▸ **Task A**: According to the platy forum thread, why could some fry survive even without a separate tank?

▸ **Document passage**:
┄┄┄┄┄┄┄┄┄┄┄┄┄┄┄┄┄┄┄┄

# My Platy keeps floating on top of my filter?? Is she pregnant? Please Advice....



## cptashko

Hi Ive noticed now for the past 4-5 days that one of my little platy girls keeps floating above my filter, now I thought maybe she just likes the vibration. lol But she is quite fat, so wondering if she could be pregnant? I do have another female who seems to be fighting for the same spot on top of the filter but my bigger one wont budge. 
Ive attached some pics of my bigger platy but the other one has quite a big belly too. 
If she is pregnant, how long until fry is born? and I dont have a separate tank for them, will they just get eaten? 

Any help would be appreciated thanks Claire


----------



## <3~Pleco~<3

Does your platy swim on top of the filter or 'float' there?
I'm not entirely sure why your platies are doing that, but when I was breeding my zebra danios one of the males was stressed out and he just kept going and resting on the filter. But once I put more males into the breeding tank he stopped and was fine. I don't know, it could be stress, it could be a weird habit....

It is quite possible that you have a pregnant platy, look for a gravid spot. You'll know when the fry are about to be dropped when your platy's belly looks square from above, and you might see (depending on the colouring) little fry eyes.

Yes most likely the majority of the fry will be eaten, but if you have lots of hiding spots then it is possible for you to save a few. Fry are extremely good hiders.


----------



## cptashko

She just floats there, resting her belly on the filter, she does look as though she has a flat belly at the bottom, what do you mean by gravid spot? Sorry new to this and wasnt expecting them to breed virtually straight away! Also she hates to be disturbed by other fish, but my male betta seems to like that spot too, so sometimes fights for the same spot. I do have lots of plant but shes not interested.


----------



## Guest

are her scale nice and smooth or are they popping out?


----------



## <3~Pleco~<3

A Gravid spot is a dark spot behind the anal fin. If she has this then she is prego.
Do you have any male platies in the tank? 
Its weird that she is 'floating' there. Does she has problems swimming?


----------



## cptashko

Yeah there fine, she looks square from the top view


----------



## jchutch

I think she is ready to give birth...When a live bearer (Platy's, guppies, Mollies etc) are ready to give birth they like to be alone. They usually hang around a plant to hide or hang by the heater then they drop their fry. If another fish wanders into her area, she will chase it away.

Good Luck. Keep us posted.
John


----------

┄┄┄┄┄┄┄┄┄┄┄┄┄┄┄┄┄┄┄┄

▸ **Task B**: Copy the rows verbatim, starting at the line that contains "For the benchmark, point to the red" and continuing through the final row.

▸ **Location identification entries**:
┄┄┄┄┄┄┄┄┄┄┄┄┄┄┄┄┄┄┄┄

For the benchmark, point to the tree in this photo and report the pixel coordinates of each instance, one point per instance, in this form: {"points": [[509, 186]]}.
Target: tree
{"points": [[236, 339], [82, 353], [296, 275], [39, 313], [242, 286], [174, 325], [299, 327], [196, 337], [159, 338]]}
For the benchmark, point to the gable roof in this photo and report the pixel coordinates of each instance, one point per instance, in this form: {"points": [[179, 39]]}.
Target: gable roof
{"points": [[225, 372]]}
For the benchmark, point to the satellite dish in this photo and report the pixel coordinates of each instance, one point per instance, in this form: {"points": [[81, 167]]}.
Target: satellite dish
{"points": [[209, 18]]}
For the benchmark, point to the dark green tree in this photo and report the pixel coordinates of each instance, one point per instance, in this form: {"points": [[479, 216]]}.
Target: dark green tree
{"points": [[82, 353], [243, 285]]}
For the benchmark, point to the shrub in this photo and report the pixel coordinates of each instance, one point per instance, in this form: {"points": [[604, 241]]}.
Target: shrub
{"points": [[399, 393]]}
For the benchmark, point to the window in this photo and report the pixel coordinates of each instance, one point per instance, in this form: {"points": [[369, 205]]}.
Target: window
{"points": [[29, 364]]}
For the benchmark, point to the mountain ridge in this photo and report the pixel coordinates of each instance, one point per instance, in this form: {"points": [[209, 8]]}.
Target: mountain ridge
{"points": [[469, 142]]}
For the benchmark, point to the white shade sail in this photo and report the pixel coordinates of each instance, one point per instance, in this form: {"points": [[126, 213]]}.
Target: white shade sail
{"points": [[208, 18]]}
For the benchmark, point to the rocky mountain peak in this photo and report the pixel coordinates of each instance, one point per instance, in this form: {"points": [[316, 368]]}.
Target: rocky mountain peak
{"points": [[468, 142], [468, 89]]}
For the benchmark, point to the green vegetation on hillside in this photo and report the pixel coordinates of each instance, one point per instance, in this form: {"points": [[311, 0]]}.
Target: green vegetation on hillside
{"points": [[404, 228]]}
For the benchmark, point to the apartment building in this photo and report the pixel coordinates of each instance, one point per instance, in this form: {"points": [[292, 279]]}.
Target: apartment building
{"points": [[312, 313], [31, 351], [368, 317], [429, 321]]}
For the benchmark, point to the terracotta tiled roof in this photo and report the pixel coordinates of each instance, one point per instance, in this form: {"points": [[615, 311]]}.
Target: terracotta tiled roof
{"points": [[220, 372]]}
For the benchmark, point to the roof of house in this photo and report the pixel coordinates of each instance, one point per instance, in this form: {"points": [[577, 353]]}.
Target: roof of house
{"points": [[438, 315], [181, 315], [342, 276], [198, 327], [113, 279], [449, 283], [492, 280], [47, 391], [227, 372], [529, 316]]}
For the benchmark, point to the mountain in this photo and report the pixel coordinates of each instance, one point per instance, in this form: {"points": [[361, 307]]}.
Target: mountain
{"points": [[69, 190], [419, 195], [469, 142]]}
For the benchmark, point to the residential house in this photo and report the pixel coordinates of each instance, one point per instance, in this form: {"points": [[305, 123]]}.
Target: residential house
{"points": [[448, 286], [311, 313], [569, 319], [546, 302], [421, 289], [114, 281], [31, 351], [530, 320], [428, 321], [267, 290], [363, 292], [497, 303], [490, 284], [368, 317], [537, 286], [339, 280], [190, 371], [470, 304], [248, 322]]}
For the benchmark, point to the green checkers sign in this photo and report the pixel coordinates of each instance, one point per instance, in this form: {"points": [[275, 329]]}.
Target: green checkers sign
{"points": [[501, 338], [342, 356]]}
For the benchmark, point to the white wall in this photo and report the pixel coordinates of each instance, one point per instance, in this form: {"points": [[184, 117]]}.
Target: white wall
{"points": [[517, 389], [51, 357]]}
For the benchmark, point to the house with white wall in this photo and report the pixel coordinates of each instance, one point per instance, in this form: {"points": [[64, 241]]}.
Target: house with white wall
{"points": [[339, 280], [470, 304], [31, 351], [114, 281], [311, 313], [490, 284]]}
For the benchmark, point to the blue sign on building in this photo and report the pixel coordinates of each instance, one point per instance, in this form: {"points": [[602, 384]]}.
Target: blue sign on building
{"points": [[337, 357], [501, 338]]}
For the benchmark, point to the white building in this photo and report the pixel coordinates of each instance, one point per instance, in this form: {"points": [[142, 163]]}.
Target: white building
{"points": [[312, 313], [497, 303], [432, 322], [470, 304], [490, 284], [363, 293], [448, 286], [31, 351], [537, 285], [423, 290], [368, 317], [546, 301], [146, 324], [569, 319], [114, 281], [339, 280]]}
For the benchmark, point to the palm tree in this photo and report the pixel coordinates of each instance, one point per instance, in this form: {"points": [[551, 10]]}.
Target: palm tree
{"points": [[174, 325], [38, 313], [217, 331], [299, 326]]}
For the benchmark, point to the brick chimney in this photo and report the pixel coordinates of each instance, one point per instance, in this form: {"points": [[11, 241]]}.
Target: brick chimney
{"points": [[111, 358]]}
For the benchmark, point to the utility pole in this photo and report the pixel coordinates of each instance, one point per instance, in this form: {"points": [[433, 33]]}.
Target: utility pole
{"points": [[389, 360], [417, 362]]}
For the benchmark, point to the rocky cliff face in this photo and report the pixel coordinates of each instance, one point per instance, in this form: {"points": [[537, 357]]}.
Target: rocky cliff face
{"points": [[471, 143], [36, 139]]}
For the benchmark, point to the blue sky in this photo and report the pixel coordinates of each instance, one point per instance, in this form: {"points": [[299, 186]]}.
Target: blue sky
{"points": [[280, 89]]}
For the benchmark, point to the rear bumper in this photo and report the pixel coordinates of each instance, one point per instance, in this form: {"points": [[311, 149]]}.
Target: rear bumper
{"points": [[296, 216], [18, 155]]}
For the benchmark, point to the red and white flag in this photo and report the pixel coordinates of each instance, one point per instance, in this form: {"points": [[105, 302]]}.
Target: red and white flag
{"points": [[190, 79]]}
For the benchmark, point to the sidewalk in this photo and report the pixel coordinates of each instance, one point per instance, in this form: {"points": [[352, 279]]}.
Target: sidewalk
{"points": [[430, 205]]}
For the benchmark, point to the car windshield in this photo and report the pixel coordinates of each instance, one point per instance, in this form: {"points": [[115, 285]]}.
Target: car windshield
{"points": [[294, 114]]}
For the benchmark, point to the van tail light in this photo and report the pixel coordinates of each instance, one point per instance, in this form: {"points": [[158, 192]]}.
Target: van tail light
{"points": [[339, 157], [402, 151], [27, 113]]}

┄┄┄┄┄┄┄┄┄┄┄┄┄┄┄┄┄┄┄┄

▸ **Problem solution A**: The thread says most fry will probably be eaten, but fry are extremely good hiders. With lots of hiding spots in the tank, a few may be saved.

▸ **Problem solution B**:
For the benchmark, point to the red and white flag in this photo and report the pixel coordinates of each instance, one point per instance, in this form: {"points": [[105, 302]]}.
Target: red and white flag
{"points": [[190, 79]]}
For the benchmark, point to the sidewalk in this photo and report the pixel coordinates of each instance, one point per instance, in this form: {"points": [[352, 279]]}.
Target: sidewalk
{"points": [[430, 205]]}
For the benchmark, point to the car windshield in this photo and report the pixel coordinates of each instance, one point per instance, in this form: {"points": [[115, 285]]}.
Target: car windshield
{"points": [[294, 114]]}
For the benchmark, point to the van tail light in this photo and report the pixel coordinates of each instance, one point per instance, in this form: {"points": [[158, 192]]}.
Target: van tail light
{"points": [[339, 157], [402, 151], [27, 113]]}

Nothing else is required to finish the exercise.